» **Texte à lire**:
ÉDITORIAL
L’assommoir (1)
Alors, cette semaine, la fin du monde? Je ne parle pas de Trump! Non, c’est ici à Gatineau que nous avons évité l’Armageddon : le personnel de la STO aura à coup sûr augmenté ses moyens de pression, mais sans grève générale illimitée… pour l’instant. Contre tout attente et désinformation de la part de la direction de la STO.
Cependant j’ai trouvé malhonnête que l’on passe sous silence que les syndicats sont nécessaires, qu’ils ont fait un boulot incroyable historiquement. Le discours ambiant ici en Amérique du nord est souvent antisyndicale, comme s’ils étaient une maladie honteuse, des empêcheurs de tourner en rond, une force négative anti-progrès. Mais attention! Il ne faudrait pas confondre changement et progrès! Souvenons-nous de ce que ce contre-pouvoir économique a apporté aux travailleurs depuis ses débuts, dans les années 1830-1840? Rappelons-nous que cette éclosion est liée à l’avènement du capitalisme industriel. Corollaire : maximiser les bénéfices et réduire le coût salarial, tout en mécanisant la production. Dans ce contexte, les débuts du syndicalisme se font à coup de manifestations et de bris de matériel de production, en Angleterre comme en France. Une fois reconnus par les gouvernements comme des interlocuteurs légitimes et légaux, les syndicats vont s’organiser, se répandre dans tous les secteurs économiques au fil de l’industrialisation de l’économie. On les retrouve donc fortement établis vers 1880, en Europe en France et en Angleterre, mais également en Allemagne. À cette époque, 30 % à 50 % de la main d’œuvre travaille dans l’industrie. Ils sont réformistes, révolutionnaires et politisés. Des avancées sociales majeures n’auraient jamais eu lieu sans les syndicats, et quels progrès!

Données enregistrées:

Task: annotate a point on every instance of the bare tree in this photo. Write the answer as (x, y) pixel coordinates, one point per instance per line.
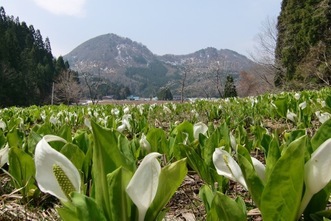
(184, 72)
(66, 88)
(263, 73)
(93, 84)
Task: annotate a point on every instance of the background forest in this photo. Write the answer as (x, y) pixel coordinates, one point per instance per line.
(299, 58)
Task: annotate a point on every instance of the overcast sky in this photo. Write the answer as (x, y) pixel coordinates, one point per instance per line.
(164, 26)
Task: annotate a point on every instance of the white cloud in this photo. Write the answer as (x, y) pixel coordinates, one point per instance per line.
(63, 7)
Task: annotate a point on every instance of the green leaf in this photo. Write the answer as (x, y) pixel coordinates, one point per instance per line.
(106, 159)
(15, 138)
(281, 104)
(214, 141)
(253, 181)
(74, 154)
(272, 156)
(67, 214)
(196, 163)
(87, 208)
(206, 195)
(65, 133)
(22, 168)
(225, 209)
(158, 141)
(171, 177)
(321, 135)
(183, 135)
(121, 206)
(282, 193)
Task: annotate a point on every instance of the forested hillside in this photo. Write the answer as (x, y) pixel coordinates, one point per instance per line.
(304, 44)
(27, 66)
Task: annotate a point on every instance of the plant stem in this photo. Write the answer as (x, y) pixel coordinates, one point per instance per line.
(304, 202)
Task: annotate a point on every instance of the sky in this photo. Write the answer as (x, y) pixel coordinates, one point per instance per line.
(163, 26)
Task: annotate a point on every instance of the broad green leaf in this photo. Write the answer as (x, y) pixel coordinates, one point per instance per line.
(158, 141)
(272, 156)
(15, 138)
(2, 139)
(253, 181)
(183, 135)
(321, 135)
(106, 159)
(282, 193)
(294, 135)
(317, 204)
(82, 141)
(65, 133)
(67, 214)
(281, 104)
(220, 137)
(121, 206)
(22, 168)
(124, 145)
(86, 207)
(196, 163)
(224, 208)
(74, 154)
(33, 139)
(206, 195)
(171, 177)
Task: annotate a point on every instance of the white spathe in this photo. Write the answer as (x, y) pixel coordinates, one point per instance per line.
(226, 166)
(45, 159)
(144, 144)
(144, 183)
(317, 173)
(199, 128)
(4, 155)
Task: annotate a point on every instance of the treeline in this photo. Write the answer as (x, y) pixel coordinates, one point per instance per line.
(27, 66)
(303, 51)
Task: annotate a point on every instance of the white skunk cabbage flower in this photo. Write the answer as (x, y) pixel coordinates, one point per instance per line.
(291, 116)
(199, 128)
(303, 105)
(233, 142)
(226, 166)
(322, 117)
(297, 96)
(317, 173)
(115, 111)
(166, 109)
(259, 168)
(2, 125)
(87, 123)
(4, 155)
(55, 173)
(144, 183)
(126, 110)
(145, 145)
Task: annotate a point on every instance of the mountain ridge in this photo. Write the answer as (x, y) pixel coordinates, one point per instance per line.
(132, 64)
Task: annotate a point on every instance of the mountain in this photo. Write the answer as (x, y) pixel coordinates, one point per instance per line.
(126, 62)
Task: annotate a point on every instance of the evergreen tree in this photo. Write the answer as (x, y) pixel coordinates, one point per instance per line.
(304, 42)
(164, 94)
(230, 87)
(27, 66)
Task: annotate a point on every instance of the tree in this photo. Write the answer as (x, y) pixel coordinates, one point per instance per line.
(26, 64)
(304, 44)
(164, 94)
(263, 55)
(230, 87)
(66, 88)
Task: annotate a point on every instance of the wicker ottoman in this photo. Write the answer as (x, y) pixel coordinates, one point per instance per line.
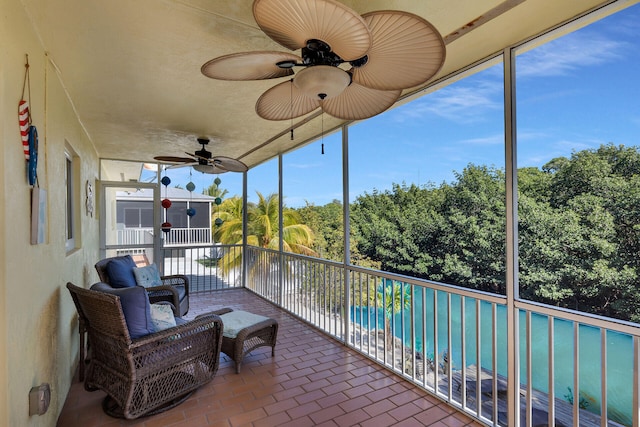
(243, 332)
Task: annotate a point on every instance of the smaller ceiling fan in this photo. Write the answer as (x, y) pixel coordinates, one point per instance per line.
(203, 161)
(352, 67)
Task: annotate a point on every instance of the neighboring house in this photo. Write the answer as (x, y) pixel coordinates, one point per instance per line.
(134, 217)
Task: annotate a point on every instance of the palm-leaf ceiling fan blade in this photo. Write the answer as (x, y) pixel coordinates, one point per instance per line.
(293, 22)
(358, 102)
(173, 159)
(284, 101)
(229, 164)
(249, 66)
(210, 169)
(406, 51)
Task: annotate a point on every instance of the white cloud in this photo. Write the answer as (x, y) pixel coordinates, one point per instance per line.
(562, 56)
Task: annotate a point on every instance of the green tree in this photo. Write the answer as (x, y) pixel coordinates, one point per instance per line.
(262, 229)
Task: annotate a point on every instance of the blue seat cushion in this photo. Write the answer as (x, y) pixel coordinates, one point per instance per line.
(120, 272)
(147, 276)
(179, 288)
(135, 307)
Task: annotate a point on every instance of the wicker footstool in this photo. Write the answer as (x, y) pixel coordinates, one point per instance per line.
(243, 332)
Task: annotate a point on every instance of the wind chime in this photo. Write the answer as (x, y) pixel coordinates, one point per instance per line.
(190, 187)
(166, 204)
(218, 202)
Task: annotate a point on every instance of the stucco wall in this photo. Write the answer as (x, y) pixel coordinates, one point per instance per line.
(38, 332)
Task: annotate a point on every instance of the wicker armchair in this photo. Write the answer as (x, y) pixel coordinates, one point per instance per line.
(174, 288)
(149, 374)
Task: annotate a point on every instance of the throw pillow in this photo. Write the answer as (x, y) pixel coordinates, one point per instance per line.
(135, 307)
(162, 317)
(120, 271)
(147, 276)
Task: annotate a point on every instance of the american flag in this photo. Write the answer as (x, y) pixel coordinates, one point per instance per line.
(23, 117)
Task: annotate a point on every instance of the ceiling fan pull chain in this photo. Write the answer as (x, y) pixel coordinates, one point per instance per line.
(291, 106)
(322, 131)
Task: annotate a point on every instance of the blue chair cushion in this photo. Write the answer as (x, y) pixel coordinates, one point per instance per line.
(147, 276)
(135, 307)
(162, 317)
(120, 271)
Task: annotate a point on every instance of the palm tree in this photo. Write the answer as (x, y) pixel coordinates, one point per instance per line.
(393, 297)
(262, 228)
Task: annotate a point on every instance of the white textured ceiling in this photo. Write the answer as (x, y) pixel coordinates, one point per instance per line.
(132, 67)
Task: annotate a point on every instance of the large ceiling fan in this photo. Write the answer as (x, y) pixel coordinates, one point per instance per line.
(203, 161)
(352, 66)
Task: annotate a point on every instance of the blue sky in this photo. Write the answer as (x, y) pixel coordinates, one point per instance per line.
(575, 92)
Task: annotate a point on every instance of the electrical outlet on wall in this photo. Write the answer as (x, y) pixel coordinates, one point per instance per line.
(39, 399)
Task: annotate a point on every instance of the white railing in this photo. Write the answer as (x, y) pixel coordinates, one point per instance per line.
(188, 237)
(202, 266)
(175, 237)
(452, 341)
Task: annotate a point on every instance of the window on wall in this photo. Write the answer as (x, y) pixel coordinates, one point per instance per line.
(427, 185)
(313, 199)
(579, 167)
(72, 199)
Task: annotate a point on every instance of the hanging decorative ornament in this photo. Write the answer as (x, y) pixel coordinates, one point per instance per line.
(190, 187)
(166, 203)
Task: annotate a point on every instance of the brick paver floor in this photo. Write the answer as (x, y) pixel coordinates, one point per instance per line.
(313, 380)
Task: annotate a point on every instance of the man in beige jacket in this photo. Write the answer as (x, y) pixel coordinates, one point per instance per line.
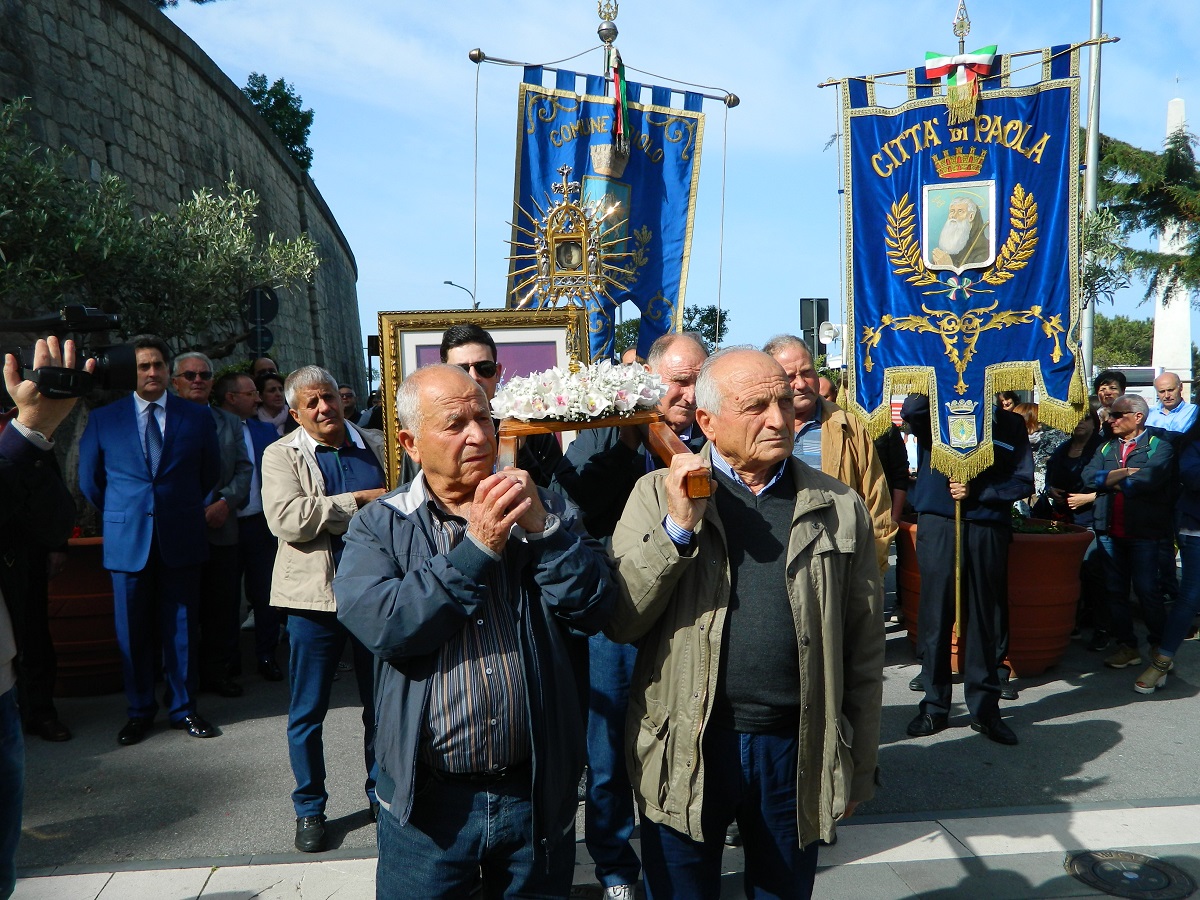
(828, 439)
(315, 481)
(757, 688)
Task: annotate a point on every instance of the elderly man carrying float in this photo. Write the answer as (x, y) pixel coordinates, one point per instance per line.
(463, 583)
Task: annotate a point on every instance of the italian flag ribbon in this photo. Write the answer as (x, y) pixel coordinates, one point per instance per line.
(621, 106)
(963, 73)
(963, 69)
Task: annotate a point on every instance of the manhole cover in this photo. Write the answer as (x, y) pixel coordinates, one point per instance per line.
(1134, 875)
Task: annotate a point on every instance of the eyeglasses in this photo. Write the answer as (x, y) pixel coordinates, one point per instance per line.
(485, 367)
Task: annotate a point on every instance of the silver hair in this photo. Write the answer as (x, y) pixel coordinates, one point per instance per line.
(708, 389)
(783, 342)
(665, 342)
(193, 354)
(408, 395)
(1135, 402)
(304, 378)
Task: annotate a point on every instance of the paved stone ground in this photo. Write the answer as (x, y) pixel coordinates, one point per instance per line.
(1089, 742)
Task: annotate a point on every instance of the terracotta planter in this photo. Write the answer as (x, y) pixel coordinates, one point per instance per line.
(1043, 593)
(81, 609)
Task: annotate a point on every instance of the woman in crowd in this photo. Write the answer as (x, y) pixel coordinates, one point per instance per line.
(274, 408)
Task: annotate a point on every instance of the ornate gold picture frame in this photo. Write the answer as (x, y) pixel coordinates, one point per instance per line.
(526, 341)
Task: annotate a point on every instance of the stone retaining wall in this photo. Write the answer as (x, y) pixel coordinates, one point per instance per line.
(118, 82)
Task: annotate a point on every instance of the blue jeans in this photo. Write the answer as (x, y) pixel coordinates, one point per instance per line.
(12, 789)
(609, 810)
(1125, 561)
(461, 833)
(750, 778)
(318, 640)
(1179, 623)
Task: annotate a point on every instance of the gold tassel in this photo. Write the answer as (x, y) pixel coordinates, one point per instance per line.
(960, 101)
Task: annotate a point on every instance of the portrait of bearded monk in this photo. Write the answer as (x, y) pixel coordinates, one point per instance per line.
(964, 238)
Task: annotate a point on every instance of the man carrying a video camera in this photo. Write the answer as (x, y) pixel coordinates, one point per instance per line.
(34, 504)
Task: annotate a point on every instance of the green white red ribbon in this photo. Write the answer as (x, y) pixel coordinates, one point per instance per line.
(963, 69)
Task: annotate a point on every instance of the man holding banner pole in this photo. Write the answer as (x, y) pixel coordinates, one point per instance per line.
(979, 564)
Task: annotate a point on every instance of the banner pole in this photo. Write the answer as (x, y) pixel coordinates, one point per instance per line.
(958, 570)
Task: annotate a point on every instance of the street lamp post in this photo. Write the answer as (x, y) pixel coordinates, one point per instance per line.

» **Exercice 1**:
Dans l'éditorial, recopie le passage qui commence par "Alors, cette semaine, la" et va jusqu'à "direction de la STO.", en mettant "débrayage" à la place de "grève".
» **Exercice 2**:
D'après l'éditorial, dis si chacune de ces phrases est juste (oui ou non) et cite les mots du texte qui le montrent : (a) le syndicalisme a commencé dans les années 1830-1840 ; (b) vers 1880, plus de la moitié de la main-d'œuvre travaille dans l'industrie ; (c) le personnel de la STO a lancé une grève générale illimitée.
Ces données n'ont aucun rapport avec l'éditorial.

» **Réponse finale 1**:
Alors, cette semaine, la fin du monde? Je ne parle pas de Trump! Non, c’est ici à Gatineau que nous avons évité l’Armageddon : le personnel de la STO aura à coup sûr augmenté ses moyens de pression, mais sans débrayage générale illimitée… pour l’instant. Contre tout attente et désinformation de la part de la direction de la STO.

» **Réponse finale 2**:
(a) Oui : « depuis ses débuts, dans les années 1830-1840 ».
(b) Non : « 30 % à 50 % de la main d’œuvre travaille dans l’industrie ».
(c) Non : « mais sans grève générale illimitée… pour l’instant ».